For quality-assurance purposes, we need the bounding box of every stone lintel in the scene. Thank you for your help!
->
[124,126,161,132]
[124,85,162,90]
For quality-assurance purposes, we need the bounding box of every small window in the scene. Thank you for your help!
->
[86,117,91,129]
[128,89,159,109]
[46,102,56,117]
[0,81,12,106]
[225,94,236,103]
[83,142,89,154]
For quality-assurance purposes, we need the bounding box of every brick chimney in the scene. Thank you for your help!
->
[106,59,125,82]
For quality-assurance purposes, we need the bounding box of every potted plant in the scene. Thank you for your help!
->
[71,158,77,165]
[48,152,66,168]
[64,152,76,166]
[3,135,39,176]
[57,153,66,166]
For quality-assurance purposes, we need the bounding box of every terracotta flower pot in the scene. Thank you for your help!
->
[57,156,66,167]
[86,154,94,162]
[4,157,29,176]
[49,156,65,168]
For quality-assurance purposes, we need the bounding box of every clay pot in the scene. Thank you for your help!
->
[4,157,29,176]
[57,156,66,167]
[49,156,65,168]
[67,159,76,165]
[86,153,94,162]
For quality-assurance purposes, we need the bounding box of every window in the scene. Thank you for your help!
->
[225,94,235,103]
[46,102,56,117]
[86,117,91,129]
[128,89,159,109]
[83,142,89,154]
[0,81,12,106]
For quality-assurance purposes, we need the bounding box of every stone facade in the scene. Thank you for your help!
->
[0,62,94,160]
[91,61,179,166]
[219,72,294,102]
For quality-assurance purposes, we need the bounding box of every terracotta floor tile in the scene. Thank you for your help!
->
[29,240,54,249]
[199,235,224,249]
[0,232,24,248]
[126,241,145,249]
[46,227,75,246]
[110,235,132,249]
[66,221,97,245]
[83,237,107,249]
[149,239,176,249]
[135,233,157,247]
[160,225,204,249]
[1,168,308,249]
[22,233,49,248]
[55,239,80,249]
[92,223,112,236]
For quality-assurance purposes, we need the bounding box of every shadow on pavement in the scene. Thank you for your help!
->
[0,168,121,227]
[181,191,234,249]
------------------------------------------------------------------------
PROBLEM -
Print the entries once more, identical in every line.

EXPECTED OUTPUT -
For quality-assurance purposes, we need the bounding box of every stone lintel in the scene. Thank you for your help!
->
[124,126,161,132]
[124,85,162,90]
For quality-assurance purposes, we need the bounding box of every small window in the scene. Thank you for your help!
->
[86,117,91,129]
[128,89,159,109]
[46,102,56,117]
[0,81,12,106]
[225,94,236,103]
[83,142,89,154]
For quality-assurance purposes, we need the bounding box of every brick chimney in the scene. Thank you for your help!
->
[106,59,125,82]
For quality-assurance purposes, we need the bounding box of every potted plant in the scene. Thank you for your help!
->
[71,158,77,165]
[48,152,66,168]
[64,152,76,166]
[3,135,39,176]
[57,153,66,166]
For quality-assurance purposes, we need the bounding box of every terracotta flower pot in the scene. Thank you for your help!
->
[57,156,66,167]
[86,154,94,162]
[4,157,29,176]
[49,156,65,168]
For quality-assurance purposes, we need the bounding box of every clay pot in the scene. Thank you for your help!
->
[4,157,29,176]
[57,156,66,167]
[49,156,65,168]
[67,159,76,165]
[86,153,94,162]
For quality-assurance purposes, we need the bounding box of every window in the scene. Thank you for your help!
->
[225,94,235,103]
[46,102,56,117]
[86,117,91,129]
[128,89,159,109]
[83,142,89,154]
[0,81,12,106]
For quality-assurance purposes, we need the bounding box of every stone facade in the scene. Thank you for your help!
->
[0,62,94,160]
[91,61,179,166]
[219,72,294,102]
For quality-assurance purposes, we need the bounding box of every terracotta floor tile in the scene. Thank you for your help!
->
[29,240,54,249]
[199,235,224,249]
[0,232,24,248]
[126,241,145,249]
[46,227,75,246]
[110,235,132,249]
[66,221,97,245]
[83,237,107,249]
[149,239,176,249]
[135,233,157,247]
[160,225,204,249]
[1,168,308,249]
[22,233,49,248]
[55,239,80,249]
[92,223,112,236]
For quality-assurance purposes, we need the bounding box of every shadow on pavement in the scene. Thank you for your help!
->
[0,168,121,227]
[181,191,234,249]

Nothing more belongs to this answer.